* Aim of the task: Locate the line that contains "of the peeling". Retype it and every line after it to the end of the records, exactly, but not the pictures.

* Excerpted data:
____________________

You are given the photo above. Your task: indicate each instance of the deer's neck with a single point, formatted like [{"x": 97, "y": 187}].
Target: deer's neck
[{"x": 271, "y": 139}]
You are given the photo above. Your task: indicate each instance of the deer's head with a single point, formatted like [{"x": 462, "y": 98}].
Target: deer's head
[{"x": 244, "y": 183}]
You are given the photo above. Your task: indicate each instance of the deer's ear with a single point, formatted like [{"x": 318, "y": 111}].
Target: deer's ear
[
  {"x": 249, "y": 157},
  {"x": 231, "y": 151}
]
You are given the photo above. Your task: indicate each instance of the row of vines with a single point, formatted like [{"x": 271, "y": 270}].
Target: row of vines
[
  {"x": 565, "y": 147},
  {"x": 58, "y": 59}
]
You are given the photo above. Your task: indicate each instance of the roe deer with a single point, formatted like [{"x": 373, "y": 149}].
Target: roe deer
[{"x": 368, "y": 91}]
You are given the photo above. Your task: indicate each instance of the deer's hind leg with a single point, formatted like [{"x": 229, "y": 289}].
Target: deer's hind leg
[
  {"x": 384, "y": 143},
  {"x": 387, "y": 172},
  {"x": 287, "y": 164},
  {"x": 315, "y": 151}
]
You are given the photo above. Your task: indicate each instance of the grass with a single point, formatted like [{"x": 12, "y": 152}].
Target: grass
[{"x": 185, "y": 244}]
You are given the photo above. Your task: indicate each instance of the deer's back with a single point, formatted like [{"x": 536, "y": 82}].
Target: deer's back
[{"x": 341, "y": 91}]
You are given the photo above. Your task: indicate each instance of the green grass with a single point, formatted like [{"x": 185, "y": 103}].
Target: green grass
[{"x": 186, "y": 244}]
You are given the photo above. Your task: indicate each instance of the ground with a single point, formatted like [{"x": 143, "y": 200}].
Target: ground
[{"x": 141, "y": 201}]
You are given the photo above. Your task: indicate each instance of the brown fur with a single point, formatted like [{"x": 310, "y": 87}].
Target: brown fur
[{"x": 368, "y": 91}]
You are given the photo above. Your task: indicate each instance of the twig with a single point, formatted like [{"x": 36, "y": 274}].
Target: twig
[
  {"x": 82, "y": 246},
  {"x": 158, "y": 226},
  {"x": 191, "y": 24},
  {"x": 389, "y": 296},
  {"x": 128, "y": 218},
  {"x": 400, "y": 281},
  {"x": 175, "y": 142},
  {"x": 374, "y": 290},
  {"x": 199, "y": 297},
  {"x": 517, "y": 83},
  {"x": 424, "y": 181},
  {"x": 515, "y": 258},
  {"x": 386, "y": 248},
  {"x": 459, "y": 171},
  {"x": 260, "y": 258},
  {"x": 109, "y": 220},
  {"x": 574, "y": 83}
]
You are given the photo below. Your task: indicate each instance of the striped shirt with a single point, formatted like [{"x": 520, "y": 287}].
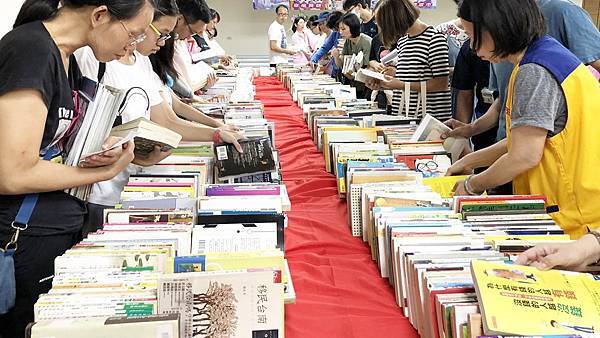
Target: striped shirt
[{"x": 422, "y": 58}]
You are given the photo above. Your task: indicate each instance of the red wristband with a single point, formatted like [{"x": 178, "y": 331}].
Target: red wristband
[{"x": 217, "y": 136}]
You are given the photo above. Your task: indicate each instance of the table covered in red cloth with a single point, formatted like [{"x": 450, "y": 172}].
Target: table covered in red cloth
[{"x": 339, "y": 290}]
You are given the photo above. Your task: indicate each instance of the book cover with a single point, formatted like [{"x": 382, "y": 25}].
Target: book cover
[
  {"x": 234, "y": 304},
  {"x": 257, "y": 157}
]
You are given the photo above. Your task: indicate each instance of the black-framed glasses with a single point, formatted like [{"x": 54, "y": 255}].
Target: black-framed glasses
[
  {"x": 161, "y": 37},
  {"x": 192, "y": 33},
  {"x": 133, "y": 40}
]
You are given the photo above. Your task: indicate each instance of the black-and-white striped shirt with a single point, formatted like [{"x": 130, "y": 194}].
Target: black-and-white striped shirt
[{"x": 422, "y": 58}]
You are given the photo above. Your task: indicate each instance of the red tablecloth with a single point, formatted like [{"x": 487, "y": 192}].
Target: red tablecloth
[{"x": 339, "y": 290}]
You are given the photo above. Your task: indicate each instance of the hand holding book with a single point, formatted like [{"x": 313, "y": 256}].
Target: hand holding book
[
  {"x": 112, "y": 150},
  {"x": 576, "y": 256},
  {"x": 152, "y": 158}
]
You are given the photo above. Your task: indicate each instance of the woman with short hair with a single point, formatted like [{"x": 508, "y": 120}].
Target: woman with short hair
[{"x": 552, "y": 146}]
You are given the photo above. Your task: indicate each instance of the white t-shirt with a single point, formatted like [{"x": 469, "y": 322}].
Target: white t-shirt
[
  {"x": 277, "y": 33},
  {"x": 121, "y": 76}
]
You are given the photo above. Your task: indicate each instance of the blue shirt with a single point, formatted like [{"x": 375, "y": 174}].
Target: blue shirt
[
  {"x": 329, "y": 43},
  {"x": 568, "y": 23}
]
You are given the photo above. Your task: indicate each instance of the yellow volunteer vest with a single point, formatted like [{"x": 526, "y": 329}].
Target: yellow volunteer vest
[{"x": 569, "y": 172}]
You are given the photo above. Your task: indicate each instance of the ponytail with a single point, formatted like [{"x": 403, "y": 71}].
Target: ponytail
[{"x": 35, "y": 10}]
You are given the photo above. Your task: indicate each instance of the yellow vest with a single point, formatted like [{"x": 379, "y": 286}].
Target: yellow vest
[{"x": 569, "y": 172}]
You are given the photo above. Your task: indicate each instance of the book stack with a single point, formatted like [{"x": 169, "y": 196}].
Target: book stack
[
  {"x": 98, "y": 106},
  {"x": 185, "y": 251}
]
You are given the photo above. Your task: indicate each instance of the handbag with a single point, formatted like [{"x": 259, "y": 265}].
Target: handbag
[{"x": 8, "y": 287}]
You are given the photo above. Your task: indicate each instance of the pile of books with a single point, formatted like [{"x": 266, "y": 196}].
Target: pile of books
[
  {"x": 195, "y": 247},
  {"x": 447, "y": 258}
]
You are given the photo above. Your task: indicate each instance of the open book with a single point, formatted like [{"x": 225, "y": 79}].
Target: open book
[
  {"x": 147, "y": 135},
  {"x": 431, "y": 129}
]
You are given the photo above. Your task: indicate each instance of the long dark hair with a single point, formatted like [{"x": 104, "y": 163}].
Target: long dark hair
[
  {"x": 295, "y": 24},
  {"x": 394, "y": 18},
  {"x": 194, "y": 11},
  {"x": 34, "y": 10},
  {"x": 162, "y": 61}
]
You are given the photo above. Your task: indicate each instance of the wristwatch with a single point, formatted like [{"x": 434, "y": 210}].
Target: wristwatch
[{"x": 217, "y": 136}]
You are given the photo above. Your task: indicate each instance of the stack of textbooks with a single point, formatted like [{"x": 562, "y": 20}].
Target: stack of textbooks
[
  {"x": 187, "y": 252},
  {"x": 447, "y": 258}
]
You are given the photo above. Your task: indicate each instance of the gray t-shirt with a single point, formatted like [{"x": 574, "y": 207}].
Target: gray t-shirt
[{"x": 538, "y": 100}]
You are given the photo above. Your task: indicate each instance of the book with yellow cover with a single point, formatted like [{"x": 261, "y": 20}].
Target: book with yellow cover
[
  {"x": 521, "y": 300},
  {"x": 345, "y": 135},
  {"x": 444, "y": 185}
]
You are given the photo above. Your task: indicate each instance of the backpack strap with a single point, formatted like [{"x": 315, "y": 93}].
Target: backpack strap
[{"x": 101, "y": 71}]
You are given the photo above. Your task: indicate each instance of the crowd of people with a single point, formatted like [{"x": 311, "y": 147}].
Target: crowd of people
[{"x": 512, "y": 75}]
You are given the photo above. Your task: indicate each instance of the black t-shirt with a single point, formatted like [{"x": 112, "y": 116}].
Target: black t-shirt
[
  {"x": 31, "y": 59},
  {"x": 471, "y": 73},
  {"x": 369, "y": 28}
]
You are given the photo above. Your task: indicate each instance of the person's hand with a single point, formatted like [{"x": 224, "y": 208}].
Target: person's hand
[
  {"x": 123, "y": 160},
  {"x": 106, "y": 158},
  {"x": 459, "y": 129},
  {"x": 373, "y": 84},
  {"x": 377, "y": 67},
  {"x": 390, "y": 71},
  {"x": 574, "y": 256},
  {"x": 229, "y": 137},
  {"x": 336, "y": 52},
  {"x": 146, "y": 160},
  {"x": 211, "y": 80},
  {"x": 459, "y": 168},
  {"x": 230, "y": 128}
]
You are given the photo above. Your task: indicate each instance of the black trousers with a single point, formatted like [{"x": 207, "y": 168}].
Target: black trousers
[
  {"x": 34, "y": 264},
  {"x": 94, "y": 218}
]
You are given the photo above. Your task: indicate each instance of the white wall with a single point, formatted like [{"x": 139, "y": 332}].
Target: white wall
[
  {"x": 243, "y": 31},
  {"x": 10, "y": 9}
]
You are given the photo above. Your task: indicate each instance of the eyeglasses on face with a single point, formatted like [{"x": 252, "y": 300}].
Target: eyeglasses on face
[
  {"x": 161, "y": 37},
  {"x": 133, "y": 40}
]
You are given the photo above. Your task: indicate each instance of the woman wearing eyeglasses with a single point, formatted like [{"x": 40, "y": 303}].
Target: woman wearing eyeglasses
[{"x": 37, "y": 76}]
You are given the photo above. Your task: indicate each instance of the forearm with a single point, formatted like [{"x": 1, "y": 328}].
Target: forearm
[
  {"x": 192, "y": 114},
  {"x": 433, "y": 85},
  {"x": 190, "y": 131},
  {"x": 502, "y": 171},
  {"x": 464, "y": 106},
  {"x": 485, "y": 157},
  {"x": 45, "y": 176}
]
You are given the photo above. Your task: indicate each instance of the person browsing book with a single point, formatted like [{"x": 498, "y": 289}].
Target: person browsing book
[
  {"x": 569, "y": 24},
  {"x": 356, "y": 42},
  {"x": 193, "y": 19},
  {"x": 549, "y": 150},
  {"x": 367, "y": 19},
  {"x": 134, "y": 72},
  {"x": 422, "y": 61},
  {"x": 278, "y": 38},
  {"x": 301, "y": 40},
  {"x": 160, "y": 41},
  {"x": 575, "y": 256},
  {"x": 37, "y": 77}
]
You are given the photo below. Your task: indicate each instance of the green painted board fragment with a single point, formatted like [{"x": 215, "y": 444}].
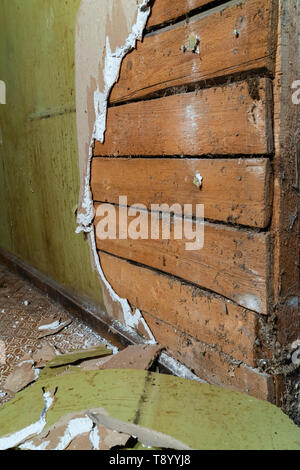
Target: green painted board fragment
[
  {"x": 25, "y": 409},
  {"x": 77, "y": 356},
  {"x": 199, "y": 415},
  {"x": 50, "y": 372}
]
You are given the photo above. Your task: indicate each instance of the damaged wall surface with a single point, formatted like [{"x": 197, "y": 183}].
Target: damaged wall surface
[{"x": 207, "y": 101}]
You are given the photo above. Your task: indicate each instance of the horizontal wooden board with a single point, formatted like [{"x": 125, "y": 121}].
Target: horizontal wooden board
[
  {"x": 206, "y": 317},
  {"x": 232, "y": 262},
  {"x": 233, "y": 190},
  {"x": 211, "y": 365},
  {"x": 232, "y": 39},
  {"x": 234, "y": 119},
  {"x": 168, "y": 10}
]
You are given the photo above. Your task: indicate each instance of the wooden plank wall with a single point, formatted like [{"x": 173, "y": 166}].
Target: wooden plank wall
[{"x": 196, "y": 97}]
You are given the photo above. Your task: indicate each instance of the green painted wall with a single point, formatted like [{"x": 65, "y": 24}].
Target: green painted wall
[{"x": 39, "y": 175}]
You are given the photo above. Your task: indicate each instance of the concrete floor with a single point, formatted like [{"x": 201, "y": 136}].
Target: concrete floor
[{"x": 22, "y": 307}]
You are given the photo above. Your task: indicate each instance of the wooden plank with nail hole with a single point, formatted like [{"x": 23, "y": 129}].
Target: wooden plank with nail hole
[
  {"x": 231, "y": 40},
  {"x": 206, "y": 317},
  {"x": 211, "y": 365},
  {"x": 233, "y": 190},
  {"x": 232, "y": 262},
  {"x": 168, "y": 10},
  {"x": 227, "y": 120}
]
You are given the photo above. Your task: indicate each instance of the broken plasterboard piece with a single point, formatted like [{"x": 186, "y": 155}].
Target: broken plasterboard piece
[
  {"x": 43, "y": 355},
  {"x": 169, "y": 408},
  {"x": 16, "y": 438},
  {"x": 23, "y": 374},
  {"x": 139, "y": 357},
  {"x": 149, "y": 437},
  {"x": 51, "y": 326},
  {"x": 76, "y": 432},
  {"x": 76, "y": 356}
]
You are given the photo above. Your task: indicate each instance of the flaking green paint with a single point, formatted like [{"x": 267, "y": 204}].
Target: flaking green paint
[
  {"x": 199, "y": 415},
  {"x": 39, "y": 175}
]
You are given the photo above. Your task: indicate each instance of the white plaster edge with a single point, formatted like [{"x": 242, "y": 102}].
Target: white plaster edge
[
  {"x": 178, "y": 369},
  {"x": 9, "y": 442},
  {"x": 112, "y": 67}
]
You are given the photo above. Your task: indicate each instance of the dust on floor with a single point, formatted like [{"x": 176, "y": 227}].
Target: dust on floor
[{"x": 22, "y": 308}]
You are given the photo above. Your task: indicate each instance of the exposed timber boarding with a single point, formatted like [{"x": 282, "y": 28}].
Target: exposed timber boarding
[
  {"x": 232, "y": 262},
  {"x": 211, "y": 365},
  {"x": 236, "y": 191},
  {"x": 286, "y": 214},
  {"x": 231, "y": 39},
  {"x": 232, "y": 119},
  {"x": 165, "y": 10},
  {"x": 205, "y": 317}
]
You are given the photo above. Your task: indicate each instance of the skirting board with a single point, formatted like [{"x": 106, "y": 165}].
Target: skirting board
[{"x": 86, "y": 312}]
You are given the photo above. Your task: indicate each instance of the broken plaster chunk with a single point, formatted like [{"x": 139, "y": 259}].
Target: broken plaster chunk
[
  {"x": 76, "y": 432},
  {"x": 138, "y": 357},
  {"x": 42, "y": 355},
  {"x": 77, "y": 356},
  {"x": 198, "y": 181},
  {"x": 23, "y": 375},
  {"x": 51, "y": 326}
]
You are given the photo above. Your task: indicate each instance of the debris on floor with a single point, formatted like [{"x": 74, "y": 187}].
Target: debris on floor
[{"x": 52, "y": 326}]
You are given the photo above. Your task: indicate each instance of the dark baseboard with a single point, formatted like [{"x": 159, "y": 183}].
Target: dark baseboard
[{"x": 85, "y": 311}]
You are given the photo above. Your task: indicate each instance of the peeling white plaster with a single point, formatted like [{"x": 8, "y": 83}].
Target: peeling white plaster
[
  {"x": 75, "y": 428},
  {"x": 113, "y": 61},
  {"x": 250, "y": 301},
  {"x": 131, "y": 321},
  {"x": 13, "y": 440},
  {"x": 95, "y": 438},
  {"x": 178, "y": 369}
]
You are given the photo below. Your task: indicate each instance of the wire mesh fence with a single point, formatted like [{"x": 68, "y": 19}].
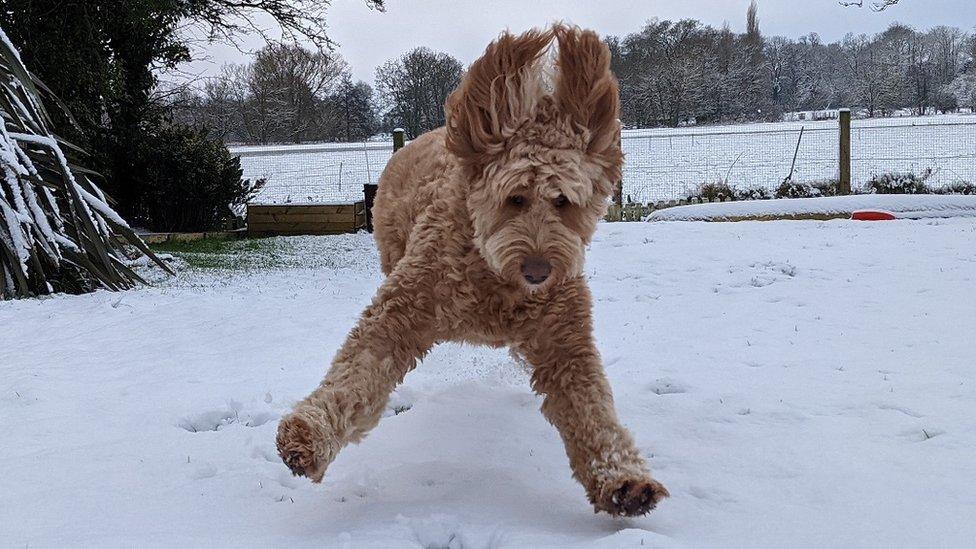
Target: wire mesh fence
[
  {"x": 668, "y": 164},
  {"x": 313, "y": 174}
]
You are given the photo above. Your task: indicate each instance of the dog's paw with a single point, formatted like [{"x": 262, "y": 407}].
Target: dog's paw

____________________

* Answer to the task:
You are given the photo above. Your task: indicate each instance of the peeling white plaster with a single point, formatted like [{"x": 8, "y": 83}].
Target: peeling white plaster
[
  {"x": 75, "y": 428},
  {"x": 113, "y": 61},
  {"x": 250, "y": 301},
  {"x": 131, "y": 321},
  {"x": 13, "y": 440},
  {"x": 95, "y": 438},
  {"x": 178, "y": 369}
]
You are given the photo below. Your task: indicate each instance of the wire mesh fence with a single point, formatted like [{"x": 68, "y": 19}].
Target: wire mesh fence
[
  {"x": 668, "y": 164},
  {"x": 313, "y": 174}
]
You are given the photo above. Your task: indicate each instance of the dog's paw with a single point, formatted like [{"x": 262, "y": 407}].
Target: dog's paw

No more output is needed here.